Exercise:
Filter the records for lines holding the string "light".
-------- Raw data
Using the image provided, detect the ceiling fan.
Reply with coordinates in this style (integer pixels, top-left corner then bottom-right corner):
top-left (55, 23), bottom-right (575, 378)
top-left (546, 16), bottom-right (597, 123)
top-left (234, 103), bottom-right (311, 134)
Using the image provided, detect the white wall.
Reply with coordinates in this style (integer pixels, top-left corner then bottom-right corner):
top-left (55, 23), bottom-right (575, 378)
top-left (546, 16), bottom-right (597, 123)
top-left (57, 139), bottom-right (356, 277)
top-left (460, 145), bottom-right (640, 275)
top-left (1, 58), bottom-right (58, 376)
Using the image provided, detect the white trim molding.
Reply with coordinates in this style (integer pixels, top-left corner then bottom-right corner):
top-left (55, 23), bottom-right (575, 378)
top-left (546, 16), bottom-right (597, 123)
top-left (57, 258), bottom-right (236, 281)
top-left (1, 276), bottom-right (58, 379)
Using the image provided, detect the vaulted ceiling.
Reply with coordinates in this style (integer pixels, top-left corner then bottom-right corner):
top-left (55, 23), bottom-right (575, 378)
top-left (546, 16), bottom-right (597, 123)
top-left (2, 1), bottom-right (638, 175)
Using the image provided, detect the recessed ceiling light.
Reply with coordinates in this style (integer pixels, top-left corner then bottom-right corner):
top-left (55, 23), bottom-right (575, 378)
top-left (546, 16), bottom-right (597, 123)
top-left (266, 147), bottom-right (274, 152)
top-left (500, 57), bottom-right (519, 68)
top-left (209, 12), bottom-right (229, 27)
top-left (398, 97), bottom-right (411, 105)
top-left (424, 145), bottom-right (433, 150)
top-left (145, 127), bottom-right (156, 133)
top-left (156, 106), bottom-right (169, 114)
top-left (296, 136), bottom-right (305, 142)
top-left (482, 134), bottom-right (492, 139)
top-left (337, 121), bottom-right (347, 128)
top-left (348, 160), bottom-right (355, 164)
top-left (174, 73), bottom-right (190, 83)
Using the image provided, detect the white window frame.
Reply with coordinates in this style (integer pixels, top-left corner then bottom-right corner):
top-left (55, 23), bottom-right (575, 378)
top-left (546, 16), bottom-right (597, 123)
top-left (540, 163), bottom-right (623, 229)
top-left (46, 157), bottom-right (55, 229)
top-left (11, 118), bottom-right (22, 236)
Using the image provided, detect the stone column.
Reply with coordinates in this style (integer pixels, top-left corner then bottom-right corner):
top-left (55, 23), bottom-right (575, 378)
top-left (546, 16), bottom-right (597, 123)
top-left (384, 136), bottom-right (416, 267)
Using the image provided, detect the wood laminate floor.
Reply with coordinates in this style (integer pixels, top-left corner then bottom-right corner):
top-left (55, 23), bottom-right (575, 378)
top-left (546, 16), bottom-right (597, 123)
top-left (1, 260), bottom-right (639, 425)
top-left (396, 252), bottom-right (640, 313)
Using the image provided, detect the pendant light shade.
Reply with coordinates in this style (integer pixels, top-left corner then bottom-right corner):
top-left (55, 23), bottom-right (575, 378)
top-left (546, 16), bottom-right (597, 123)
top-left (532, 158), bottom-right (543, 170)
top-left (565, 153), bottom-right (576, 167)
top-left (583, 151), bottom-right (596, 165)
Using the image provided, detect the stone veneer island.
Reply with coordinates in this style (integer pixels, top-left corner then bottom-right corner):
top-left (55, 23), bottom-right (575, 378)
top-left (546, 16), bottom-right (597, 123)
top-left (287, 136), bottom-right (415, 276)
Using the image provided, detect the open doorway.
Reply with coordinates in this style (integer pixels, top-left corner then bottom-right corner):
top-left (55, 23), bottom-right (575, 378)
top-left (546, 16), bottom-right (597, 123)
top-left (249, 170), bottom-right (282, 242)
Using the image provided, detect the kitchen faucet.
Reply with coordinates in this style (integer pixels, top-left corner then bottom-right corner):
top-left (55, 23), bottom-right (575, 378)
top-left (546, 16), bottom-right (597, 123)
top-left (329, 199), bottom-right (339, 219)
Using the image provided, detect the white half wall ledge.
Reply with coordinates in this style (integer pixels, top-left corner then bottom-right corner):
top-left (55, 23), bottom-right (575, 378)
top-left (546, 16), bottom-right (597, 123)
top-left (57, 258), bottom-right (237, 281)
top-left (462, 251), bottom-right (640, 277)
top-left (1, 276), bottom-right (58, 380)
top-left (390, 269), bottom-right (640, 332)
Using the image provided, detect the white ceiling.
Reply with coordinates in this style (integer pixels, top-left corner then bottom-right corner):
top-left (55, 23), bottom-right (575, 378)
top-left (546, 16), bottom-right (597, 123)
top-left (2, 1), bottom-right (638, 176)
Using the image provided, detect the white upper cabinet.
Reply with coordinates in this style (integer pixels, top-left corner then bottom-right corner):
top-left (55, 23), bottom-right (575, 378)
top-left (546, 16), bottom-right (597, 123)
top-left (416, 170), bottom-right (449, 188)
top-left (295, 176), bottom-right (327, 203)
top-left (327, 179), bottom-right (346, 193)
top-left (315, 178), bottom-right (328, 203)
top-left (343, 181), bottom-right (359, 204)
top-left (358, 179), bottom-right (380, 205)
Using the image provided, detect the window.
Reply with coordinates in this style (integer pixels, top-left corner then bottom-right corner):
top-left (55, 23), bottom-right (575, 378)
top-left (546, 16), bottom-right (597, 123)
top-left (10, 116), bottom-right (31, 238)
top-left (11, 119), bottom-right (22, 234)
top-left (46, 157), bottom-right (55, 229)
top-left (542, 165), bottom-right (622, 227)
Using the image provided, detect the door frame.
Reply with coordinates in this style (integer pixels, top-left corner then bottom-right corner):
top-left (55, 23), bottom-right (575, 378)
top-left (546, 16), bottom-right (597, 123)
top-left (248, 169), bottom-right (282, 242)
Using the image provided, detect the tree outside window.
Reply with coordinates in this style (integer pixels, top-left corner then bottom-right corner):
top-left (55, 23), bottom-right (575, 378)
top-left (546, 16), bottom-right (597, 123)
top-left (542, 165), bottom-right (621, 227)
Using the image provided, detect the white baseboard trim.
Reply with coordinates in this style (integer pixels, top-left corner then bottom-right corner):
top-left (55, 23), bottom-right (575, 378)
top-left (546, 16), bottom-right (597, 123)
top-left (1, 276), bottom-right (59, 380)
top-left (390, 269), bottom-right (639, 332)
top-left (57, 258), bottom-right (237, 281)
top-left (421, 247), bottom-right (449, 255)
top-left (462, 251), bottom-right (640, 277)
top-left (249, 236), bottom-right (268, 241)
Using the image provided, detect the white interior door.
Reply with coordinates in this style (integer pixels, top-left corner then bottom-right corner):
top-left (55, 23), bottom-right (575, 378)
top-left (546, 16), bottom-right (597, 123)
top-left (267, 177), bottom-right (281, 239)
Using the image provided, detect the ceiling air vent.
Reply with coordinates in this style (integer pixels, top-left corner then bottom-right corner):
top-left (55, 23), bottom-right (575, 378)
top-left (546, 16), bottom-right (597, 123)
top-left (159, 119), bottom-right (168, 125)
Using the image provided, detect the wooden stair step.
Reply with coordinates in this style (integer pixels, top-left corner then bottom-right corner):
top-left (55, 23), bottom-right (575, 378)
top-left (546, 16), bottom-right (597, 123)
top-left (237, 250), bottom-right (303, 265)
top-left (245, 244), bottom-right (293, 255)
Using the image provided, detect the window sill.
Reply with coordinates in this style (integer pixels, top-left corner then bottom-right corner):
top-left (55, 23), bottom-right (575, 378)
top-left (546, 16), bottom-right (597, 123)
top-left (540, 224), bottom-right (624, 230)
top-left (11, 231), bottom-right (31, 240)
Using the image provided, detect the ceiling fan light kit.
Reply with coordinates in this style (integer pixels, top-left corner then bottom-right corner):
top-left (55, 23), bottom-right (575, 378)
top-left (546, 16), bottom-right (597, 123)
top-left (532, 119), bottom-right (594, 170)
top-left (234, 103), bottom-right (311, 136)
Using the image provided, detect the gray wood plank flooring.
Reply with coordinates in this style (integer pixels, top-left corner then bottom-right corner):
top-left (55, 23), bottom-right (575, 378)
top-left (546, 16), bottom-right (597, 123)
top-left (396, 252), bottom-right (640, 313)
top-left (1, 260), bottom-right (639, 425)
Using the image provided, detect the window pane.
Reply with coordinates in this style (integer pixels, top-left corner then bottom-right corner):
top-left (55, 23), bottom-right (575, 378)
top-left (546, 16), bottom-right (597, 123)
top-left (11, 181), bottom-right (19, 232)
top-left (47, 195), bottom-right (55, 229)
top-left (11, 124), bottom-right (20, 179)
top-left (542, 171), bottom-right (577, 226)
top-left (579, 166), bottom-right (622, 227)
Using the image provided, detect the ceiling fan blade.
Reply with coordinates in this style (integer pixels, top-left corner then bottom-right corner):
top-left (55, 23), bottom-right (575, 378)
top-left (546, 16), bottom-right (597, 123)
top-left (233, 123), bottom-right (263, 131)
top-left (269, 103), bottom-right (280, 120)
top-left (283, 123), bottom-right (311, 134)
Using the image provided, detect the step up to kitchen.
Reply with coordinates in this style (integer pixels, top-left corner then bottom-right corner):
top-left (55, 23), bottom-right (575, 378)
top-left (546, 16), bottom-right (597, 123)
----------------
Response below:
Using the image provided, detect the recessed ceiling light.
Using the image provided, detect the pendant light shade.
Using the image provided, detect the ceiling fan light kit.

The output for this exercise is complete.